▶ Exercise goal
All of the listing should be transcribed exactly.

----

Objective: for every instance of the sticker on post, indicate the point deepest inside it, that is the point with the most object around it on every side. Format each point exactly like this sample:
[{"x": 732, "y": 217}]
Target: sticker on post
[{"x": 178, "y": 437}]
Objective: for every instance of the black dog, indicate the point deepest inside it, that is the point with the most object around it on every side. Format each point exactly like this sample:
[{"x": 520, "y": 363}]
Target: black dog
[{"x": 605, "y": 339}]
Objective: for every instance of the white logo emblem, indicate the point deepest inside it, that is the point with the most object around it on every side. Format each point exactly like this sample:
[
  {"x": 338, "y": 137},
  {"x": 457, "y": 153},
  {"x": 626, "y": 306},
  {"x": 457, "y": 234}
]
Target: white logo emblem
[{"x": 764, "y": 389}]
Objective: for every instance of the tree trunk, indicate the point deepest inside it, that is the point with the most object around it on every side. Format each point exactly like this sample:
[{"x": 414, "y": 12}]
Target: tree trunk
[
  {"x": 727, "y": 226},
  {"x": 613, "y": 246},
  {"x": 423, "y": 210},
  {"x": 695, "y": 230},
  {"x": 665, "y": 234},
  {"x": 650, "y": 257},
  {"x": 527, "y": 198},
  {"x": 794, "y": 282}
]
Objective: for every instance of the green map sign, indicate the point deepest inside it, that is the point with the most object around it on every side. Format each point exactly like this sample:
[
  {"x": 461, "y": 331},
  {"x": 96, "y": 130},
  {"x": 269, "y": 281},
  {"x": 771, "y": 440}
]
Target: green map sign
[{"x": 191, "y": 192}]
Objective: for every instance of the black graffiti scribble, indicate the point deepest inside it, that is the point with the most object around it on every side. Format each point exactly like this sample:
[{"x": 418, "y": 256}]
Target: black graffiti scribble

----

▶ Solution to this exercise
Objective: for every instance of the sticker on post, indicate the point deepest inside it, that is the point with the most object around it on every side. Format each point exactly like this sample:
[{"x": 732, "y": 217}]
Target: sticker on post
[{"x": 178, "y": 437}]
Objective: for every instance of the black dog, indicate the point deepest inside it, that is the point with the most object around it on every side. Format each point exactly like this sample:
[{"x": 520, "y": 363}]
Target: black dog
[{"x": 605, "y": 339}]
Objective: for every instance of the white logo emblem, indicate the point deepest inside it, that is the point with the most object around it on every side. Format each point exactly like this sample:
[
  {"x": 338, "y": 137},
  {"x": 457, "y": 153},
  {"x": 626, "y": 306},
  {"x": 457, "y": 234}
]
Target: white logo emblem
[{"x": 764, "y": 389}]
Objective: for every instance of the tree trunk, indicate the point deepest inside it, that is the point with the most object around it on every side. Format each point exactly like this sample:
[{"x": 414, "y": 12}]
Target: tree trunk
[
  {"x": 727, "y": 226},
  {"x": 613, "y": 246},
  {"x": 423, "y": 210},
  {"x": 695, "y": 230},
  {"x": 665, "y": 234},
  {"x": 650, "y": 257},
  {"x": 527, "y": 198},
  {"x": 794, "y": 282}
]
Objective: for every instance of the green map sign, indicate the point deepest inside it, that is the point with the most object around it on every side. Format each point exactly like this sample:
[
  {"x": 461, "y": 331},
  {"x": 96, "y": 130},
  {"x": 269, "y": 281},
  {"x": 771, "y": 440}
]
Target: green map sign
[{"x": 191, "y": 192}]
Objective: for every instance of the black graffiti scribble, indicate the point deepest inside it, that is the point with the most object around it on every side. Format each point exactly like this sample:
[{"x": 418, "y": 256}]
Target: black graffiti scribble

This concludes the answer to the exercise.